## AIM OF THE EXERCISE
Continue the passage on Chevreau and Jonathan Edwards, not the data, starting after the last sentence shown.

## GIVEN PASSAGE
Begin
In doing so Chevreau corrupts the clear
intention of Edwards's words. When Edwards spoke of the "new and
extraordinary work of God," he was referring to the Spirit's
"ordinary work of converting sinners, but carried on at certain
points in history in an extraordinary way as far as numbers and
community-wide consequences were concerned."28
Chevreau also blurs the distinction between the
experiences of his wife and those of the wife of Jonathan Edwards. In
clear contrast to the "very flaky"29 beliefs and behavior of
Janis Chevreau, Edwards affirms that his wife, Sarah, experienced the
glory and grandeur of God.30 Dr. Nick Needham points out that what
Jonathan and Sarah Edwards approved of was "the complete
mirror-image of such fun-drunk spiritual 'parties.' Perhaps Edwards
was wrong. Perhaps he was spiritually deficient in his sense of humor.
But it is profoundly dishonest to appeal to Edwards's name to give
credibility to a spiritual ethos he would have abhorred with ever
fiber of his lofty and reverent soul...."31
While Chevreau couches Edwards's comments in the
context of Counterfeit Revival chaos, in truth his commentary is
clearly communicated within the context of Great Awakening
conversions. Perhaps this distinction is best personified by the
experience of a non-Christian reporter named Mick Brown, who traveled
to Toronto on assignment for a secular magazine.
For the most part Brown was singularly
unimpressed by what he experienced. He described the sermons as
"turgid enough to tax the most devout believer."32 At one
point he even left the spiritually intoxicated gathering for a quick
beer in a nearby bar. His account, however, concludes with a startling
revelation:
Perhaps it was the heat, or the air of febrile
intoxication coursing through the air, but I could feel myself growing
giddy.
....I didn't even see [Pastor John Arnott's]
hand coming as it arced through the air and touched me gently —
hardly at all — on the forehead. "And bless this one,
Lord...." I could feel a palpable shock running through me, then
I was falling backwards, as if my legs had been kicked away from
underneath me.
End
## PROVIDED MATERIAL
Begin
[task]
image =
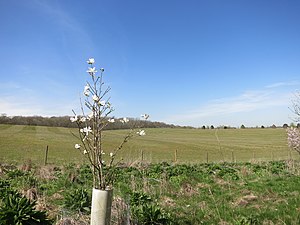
End
## WRITTEN REPLY
I hit the floor — I swear this is the truth
— laughing like a train.33
In a subsequent interview, Brown said, "I'm
not and I wasn't a practicing Christian before going to Toronto, but
I've always had an interest in all sorts of different religious
experience."34 He went on to say that in his estimation
"every culture and every faith expresses an understanding of God,
or the divine, in their own particular way, and the divine does not
discriminate between different cultures, [or] between different
religions."35
Brown's account of his Toronto Vineyard
experience bears an eerie resemblance to a previous encounter he had
with a Hindu avatar named Mother Meera: "I went to see her, took
darshan with her. Darshan means (literally) an audience with a
teacher, and it was a very powerful experience. What it actually
involved was her taking my head in her hands for about a minute or so,
and then lifting my head up and holding my gaze for another minute or
so. The immediate effect was an extreme warmth on my face, a burning
sensation, which lasted for a few hours afterwards....The feeling of
euphoria lasted for two or three days."36
Brown says he did not experience long-term
change as the result of either his encounter with Mother Meera or with
John Arnott. He didn't change his reservations about Christianity, nor
did it make him think "that Buddhism, Hinduism, Islam, Red Indian
Shamanism or whatever other kind of manifestation of faith could go
out with the bath water." After leaving the Toronto Airport
Vineyard Brown was more convinced than ever that Christ was merely
"a sort of man, someone through whom God was working."37
Tragically, after a prolonged visit to the
Toronto Airport Vineyard, Brown had experienced sardonic laughter but
had not encountered a single sermon on salvation. Instead of being
saved by the Spirit of the Lord he had merely been slain by the spirit
of laughter. As Dr. Needham rightly observed, "There is something
slightly sinister about Christians having a self-indulgent spiritual
'party' while the world around them is sliding into the outer
darkness, where there is weeping and gnashing of teeth, where the worm
never dies and the fire is never quenched. Edwards teaches us that we
need to confront the soul- destroying idolatry of entertainment and
fun that dominates our society, and appears to be hypnotizing and
seducing the Church."38
Effects on the Body
The misery of hell is doubtless so dreadful, and
eternity so vast, that if a person should have a clear apprehension of
that misery as it is, it would be more than his feeble frame could
bear.39
"One night I was preaching on hell,"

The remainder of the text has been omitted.